» Task details: Rewrite the data below with every instance of "Run inference with query" changed to "Locate objects for query" and everything else left as it stands. Omit the pictures from your answer.

» Data extract:
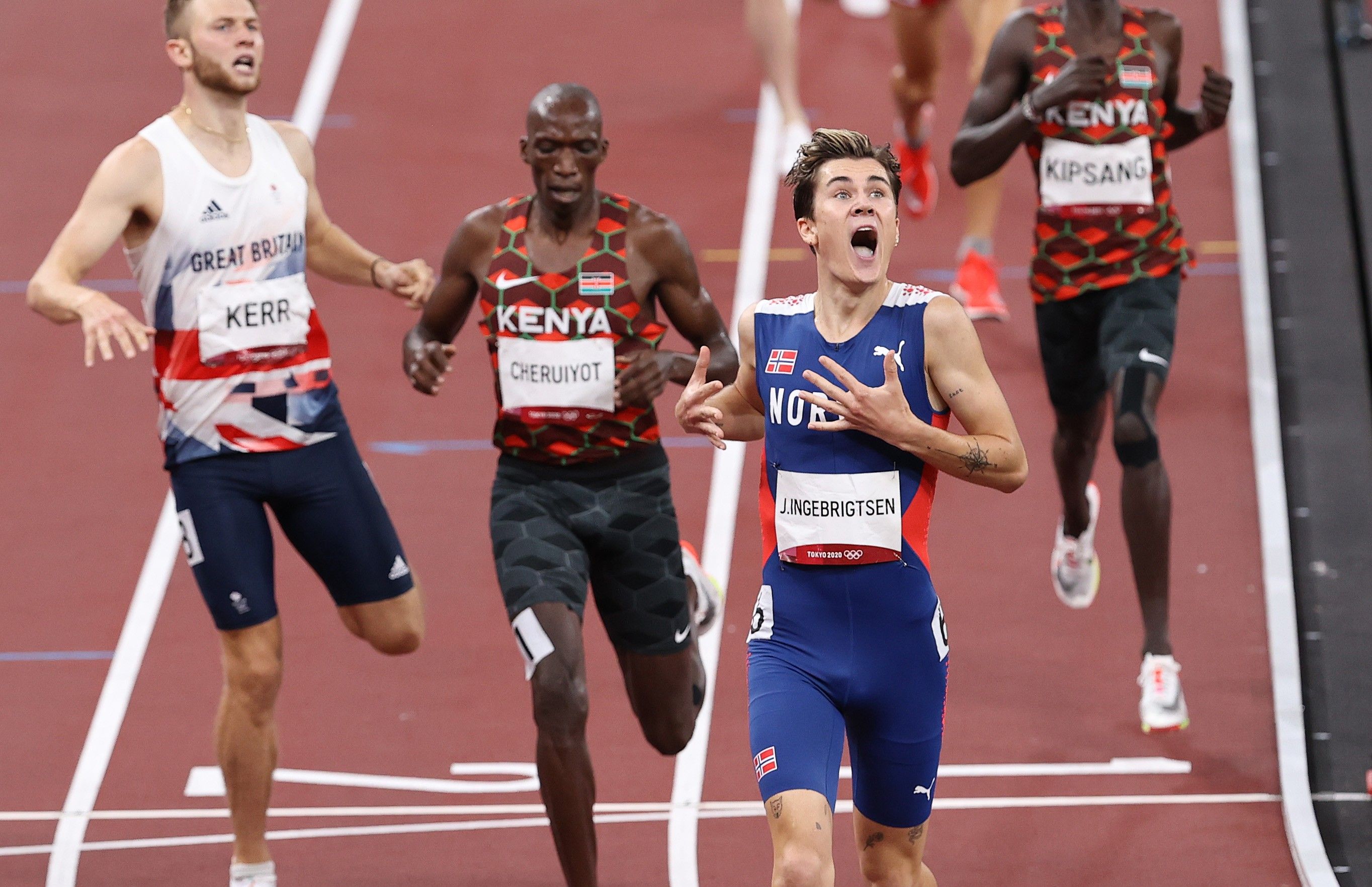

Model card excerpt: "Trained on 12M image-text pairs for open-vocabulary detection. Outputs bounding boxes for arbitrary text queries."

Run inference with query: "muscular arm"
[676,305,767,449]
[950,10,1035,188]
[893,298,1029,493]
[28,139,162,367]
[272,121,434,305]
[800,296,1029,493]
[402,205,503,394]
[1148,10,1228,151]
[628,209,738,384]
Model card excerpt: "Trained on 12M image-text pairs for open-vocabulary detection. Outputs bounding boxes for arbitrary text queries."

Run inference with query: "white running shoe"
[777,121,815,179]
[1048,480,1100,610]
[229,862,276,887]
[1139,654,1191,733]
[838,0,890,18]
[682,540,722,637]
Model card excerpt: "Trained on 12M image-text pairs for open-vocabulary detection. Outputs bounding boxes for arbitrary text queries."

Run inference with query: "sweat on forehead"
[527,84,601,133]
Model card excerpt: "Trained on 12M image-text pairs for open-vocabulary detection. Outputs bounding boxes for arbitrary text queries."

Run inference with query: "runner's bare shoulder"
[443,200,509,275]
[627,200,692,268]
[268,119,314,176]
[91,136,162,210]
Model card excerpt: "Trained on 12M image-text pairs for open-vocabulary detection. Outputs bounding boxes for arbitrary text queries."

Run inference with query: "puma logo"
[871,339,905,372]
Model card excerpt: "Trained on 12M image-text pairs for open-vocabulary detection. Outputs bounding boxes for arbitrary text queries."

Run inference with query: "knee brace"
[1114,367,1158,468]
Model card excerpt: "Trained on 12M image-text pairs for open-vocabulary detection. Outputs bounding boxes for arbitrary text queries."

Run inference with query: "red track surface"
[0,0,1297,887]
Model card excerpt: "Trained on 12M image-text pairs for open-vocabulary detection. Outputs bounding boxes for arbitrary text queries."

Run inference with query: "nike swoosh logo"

» Output for this task:
Model card excerpt: "Trained on 12M image-text pairs for open-vocabulary detection. Outputs bounding boxes for arbitrary text queries."

Locate objects for query: "muscular arm"
[676,305,767,449]
[950,10,1035,188]
[893,298,1029,493]
[28,139,162,367]
[272,121,434,305]
[800,296,1029,493]
[402,205,503,394]
[1148,10,1228,151]
[628,209,738,384]
Model card excerpt: "Trained on 12M image-text pairs for open-vocabulary detection. Outputs bounding boxes for arbitrary text queries."

Locate objects for query: "white running shoe"
[777,121,815,179]
[1048,480,1100,610]
[229,862,276,887]
[1139,654,1191,733]
[838,0,890,18]
[682,540,722,637]
Model card excerpt: "Trained on 12M image-text pairs for open-vocabulary detection. Outputs bounding boxes for arbitrary text queries."

Locate objects for query: "sweat on forehead"
[527,84,601,133]
Model card excerpt: "Trained on 12M image-text pairs for open-vocabulary detection. Outputs bounding boxes for arbitrary text queries."

Locate objects for query: "runner's bare shoulder"
[443,200,509,275]
[627,200,692,268]
[268,119,314,176]
[91,136,162,210]
Model card excerpt: "Trained on 12M image-text pairs for open-vocabulary detection. Outputs bounding boxes for arbitrary text queries."

Locate objects for query: "puma logo"
[871,339,905,372]
Model card excerpt: "Trained on 12M image-text pairs for open-vocabulary detection. Outputs bounding boxes for arbitrary text queries."

Locate objects for query: "knee brace"
[1114,367,1158,468]
Model card excerpt: "Trained on 12M image-text pairs for open-vocabulary detection. Outputs bounding boxes for arbitrary text queries."

Locate objects for query: "red track surface"
[0,0,1297,887]
Model card excerpt: "Trained on 12M image-text pairs for open-vocabulary detection. Outputs bounding boxes for arbitrary text queries."

Locate objects for query: "nike swoosh logo"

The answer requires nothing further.